Re: [RFC PATCH v3 1/2] KVM: arm64: Move CMOs from user_mem_abort to the fault handlers

[Alexandru Elisei <alexandru.elisei@arm.com>]

Hi Yanan,

On 4/8/21 10:23 AM, wangyanan (Y) wrote:
> Hi Alex,
>
> On 2021/4/7 23:31, Alexandru Elisei wrote:
>> Hi Yanan,
>>
>> On 3/26/21 3:16 AM, Yanan Wang wrote:
>>> We currently uniformly permorm CMOs of D-cache and I-cache in function
>>> user_mem_abort before calling the fault handlers. If we get concurrent
>>> guest faults(e.g. translation faults, permission faults) or some really
>>> unnecessary guest faults caused by BBM, CMOs for the first vcpu are
>> I can't figure out what BBM means.
> Just as Will has explained, it's Break-Before-Make rule. When we need to
> replace an old table entry with a new one, we should firstly invalidate
> the old table entry(Break), before installation of the new entry(Make).

Got it, thank you and Will for the explanation.

>
>
> And I think this patch mainly introduces benefits in two specific scenarios:
> 1) In a VM startup, it will improve efficiency of handling page faults incurred
> by vCPUs, when initially populating stage2 page tables.
> 2) After live migration, the heavy workload will be resumed on the destination
> VMs, however all the stage2 page tables need to be rebuilt.
>>> necessary while the others later are not.
>>>
>>> By moving CMOs to the fault handlers, we can easily identify conditions
>>> where they are really needed and avoid the unnecessary ones. As it's a
>>> time consuming process to perform CMOs especially when flushing a block
>>> range, so this solution reduces much load of kvm and improve efficiency
>>> of the page table code.
>>>
>>> So let's move both clean of D-cache and invalidation of I-cache to the
>>> map path and move only invalidation of I-cache to the permission path.
>>> Since the original APIs for CMOs in mmu.c are only called in function
>>> user_mem_abort, we now also move them to pgtable.c.
>>>
>>> Signed-off-by: Yanan Wang <wangyanan55@huawei.com>
>>> ---
>>>   arch/arm64/include/asm/kvm_mmu.h | 31 ---------------
>>>   arch/arm64/kvm/hyp/pgtable.c     | 68 +++++++++++++++++++++++++-------
>>>   arch/arm64/kvm/mmu.c             | 23 ++---------
>>>   3 files changed, 57 insertions(+), 65 deletions(-)

══════

#### OBJECTIVE A
In the KVM patch thread, what rule does BBM refer to?
#### OBJECTIVE B
List every file path in the KVM patch thread's summary of changed files.
#### OBJECTIVE C
Repeat word for word the part of the KVM patch thread starting with "Got it, thank" and going on through "later are not.".

#### MATERIAL
══════

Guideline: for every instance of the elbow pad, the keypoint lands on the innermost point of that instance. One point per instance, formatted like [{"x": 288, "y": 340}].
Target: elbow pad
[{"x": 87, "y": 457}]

══════

#### WORKED SOLUTION A
The Break-Before-Make rule.

#### WORKED SOLUTION B
arch/arm64/include/asm/kvm_mmu.h
arch/arm64/kvm/hyp/pgtable.c
arch/arm64/kvm/mmu.c

#### WORKED SOLUTION C
Got it, thank you and Will for the explanation.

>
>
> And I think this patch mainly introduces benefits in two specific scenarios:
> 1) In a VM startup, it will improve efficiency of handling page faults incurred
> by vCPUs, when initially populating stage2 page tables.
> 2) After live migration, the heavy workload will be resumed on the destination
> VMs, however all the stage2 page tables need to be rebuilt.
>>> necessary while the others later are not.